■ **Exercise description**
Copy every one of the rows below word for word, but leave the picture out.

### Data

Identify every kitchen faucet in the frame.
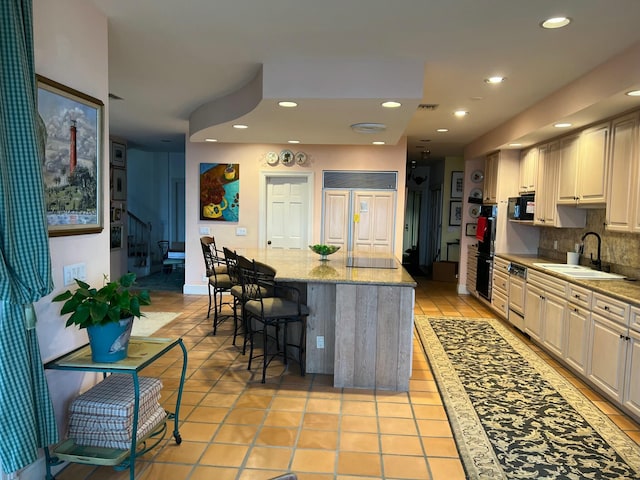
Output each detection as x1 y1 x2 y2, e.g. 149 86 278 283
580 232 602 270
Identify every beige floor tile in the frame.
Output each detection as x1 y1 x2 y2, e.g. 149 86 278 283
380 435 424 455
428 458 466 480
382 455 431 480
337 451 382 476
340 432 380 453
246 447 293 471
256 427 298 447
200 443 249 467
291 448 336 473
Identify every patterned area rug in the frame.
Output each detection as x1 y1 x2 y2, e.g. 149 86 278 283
415 315 640 480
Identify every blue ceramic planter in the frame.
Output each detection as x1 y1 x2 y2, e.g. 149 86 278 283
87 317 133 363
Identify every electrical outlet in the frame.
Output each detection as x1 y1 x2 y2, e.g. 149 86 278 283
62 263 87 286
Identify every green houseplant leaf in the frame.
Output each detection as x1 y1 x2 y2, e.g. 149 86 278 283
52 273 151 328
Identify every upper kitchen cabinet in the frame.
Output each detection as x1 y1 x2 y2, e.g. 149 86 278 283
533 141 587 228
558 122 609 207
518 148 538 193
606 112 640 232
482 152 500 203
577 122 610 206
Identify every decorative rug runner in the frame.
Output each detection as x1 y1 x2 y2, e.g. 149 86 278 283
415 315 640 480
131 312 180 337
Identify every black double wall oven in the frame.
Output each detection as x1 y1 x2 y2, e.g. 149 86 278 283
476 205 498 300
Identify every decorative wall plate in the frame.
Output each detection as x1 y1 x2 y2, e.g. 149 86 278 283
267 152 280 165
471 170 484 183
296 152 307 165
469 205 480 218
280 149 294 165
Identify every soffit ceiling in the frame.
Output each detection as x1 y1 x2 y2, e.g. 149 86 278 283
90 0 640 163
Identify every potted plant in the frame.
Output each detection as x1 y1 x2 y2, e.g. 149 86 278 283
53 273 151 363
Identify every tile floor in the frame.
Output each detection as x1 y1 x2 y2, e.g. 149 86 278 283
56 277 640 480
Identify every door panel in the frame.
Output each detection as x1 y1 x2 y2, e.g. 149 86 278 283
267 177 309 249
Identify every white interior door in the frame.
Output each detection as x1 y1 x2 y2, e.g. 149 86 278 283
266 176 310 249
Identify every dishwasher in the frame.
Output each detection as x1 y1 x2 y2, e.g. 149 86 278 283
508 262 527 332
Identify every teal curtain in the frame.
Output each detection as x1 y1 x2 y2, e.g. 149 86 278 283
0 0 58 473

######

■ **Written answer**
Identify every kitchen faucet in the frame.
Output each detection as x1 y1 x2 y2, e.g. 149 86 278 283
580 232 602 270
Identify every beige floor tile in the frame.
Output each detection as x1 y1 x2 y2, e.g. 149 86 278 283
380 435 424 455
428 458 466 480
382 455 431 480
337 451 382 476
340 432 380 453
246 447 293 471
256 427 298 447
200 443 249 467
291 448 336 473
Identify every patterned area rug in the frame.
Output each detection as x1 y1 x2 y2, e.g. 149 86 278 283
415 315 640 480
Identify every blue ceramic planter in the frame.
Output each detection as x1 y1 x2 y2, e.g. 149 86 278 283
87 317 133 363
Identify every electrical outlet in the frame.
Output each detection as x1 y1 x2 y2, e.g. 149 86 278 283
62 263 87 286
Identify every green houseplant leaf in the frame.
Output each detection as x1 y1 x2 y2, e.g. 149 86 278 283
52 273 151 328
Identify every upper kitchen cabinet in the frame.
Output each detection as x1 y1 x2 y2, e.g. 149 86 278 283
533 141 587 228
558 122 609 207
518 148 538 193
606 112 640 232
482 152 500 203
577 122 610 206
Identify every decorative rug runner in the frame.
Output each detection as x1 y1 x2 y2, e.g. 149 86 278 283
415 315 640 480
131 312 180 337
Identify every black double wall oven in the frame.
Output each detection as x1 y1 x2 y2, e.g. 149 86 278 283
476 205 498 300
Identify every decorative wall plate in the frame.
Output each detection as x1 y1 x2 y2, e.g. 149 86 278 283
267 152 280 165
471 170 484 183
296 152 307 165
469 205 480 218
280 149 294 165
Identify every soffit ceiling in the frame.
Output each detection as x1 y1 x2 y2, e.g. 149 86 278 283
90 0 640 163
Identify every potted plant in the frame.
Output each detection as x1 y1 x2 y2, e.g. 149 86 278 283
53 273 151 363
Identify every tile floor in the frame.
Output each detection as x1 y1 x2 y2, e.g. 149 86 278 283
56 277 640 480
Identify every door panel in the frame.
Output each detection as x1 y1 x2 y2, e.g. 149 86 278 283
267 177 309 249
Identify every white interior door in the frame.
Output each detection as x1 y1 x2 y2, e.g. 149 86 278 283
266 176 310 249
Identify every dishwasher in the frame.
Output each detection as x1 y1 x2 y2, e.g. 149 86 278 283
508 262 527 332
Identify every teal curtain in the frame.
Output each detection as x1 y1 x2 y2, e.g. 149 86 278 283
0 0 58 473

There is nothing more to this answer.